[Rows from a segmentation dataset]
▼

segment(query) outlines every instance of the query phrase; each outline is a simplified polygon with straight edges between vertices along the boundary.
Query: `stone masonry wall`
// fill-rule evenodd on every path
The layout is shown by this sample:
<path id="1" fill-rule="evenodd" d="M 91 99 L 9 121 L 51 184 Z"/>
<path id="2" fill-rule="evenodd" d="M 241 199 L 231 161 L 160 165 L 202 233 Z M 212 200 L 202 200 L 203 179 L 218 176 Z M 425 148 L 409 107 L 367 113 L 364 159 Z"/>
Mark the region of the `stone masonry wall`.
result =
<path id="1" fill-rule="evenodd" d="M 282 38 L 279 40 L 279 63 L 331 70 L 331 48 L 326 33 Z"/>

▲

* THE TASK *
Please rewrite the data above, renaming "stone masonry wall" to "brick retaining wall" everywhere and leaving everything else unchanged.

* RESULT OF THIS TASK *
segment(query) outlines every instance of the query phrase; each outline is a simplified polygon with straight edges between vertices along the boundary.
Query: `brick retaining wall`
// fill-rule evenodd on every path
The layout is shown by this sample:
<path id="1" fill-rule="evenodd" d="M 91 99 L 9 121 L 51 184 Z"/>
<path id="2" fill-rule="evenodd" d="M 241 199 L 231 161 L 160 165 L 202 233 Z M 212 200 L 202 200 L 203 179 L 218 176 Z M 425 148 L 409 107 L 367 113 L 364 159 Z"/>
Mark the region of the `brick retaining wall`.
result =
<path id="1" fill-rule="evenodd" d="M 282 38 L 279 40 L 279 63 L 331 70 L 331 48 L 326 33 Z"/>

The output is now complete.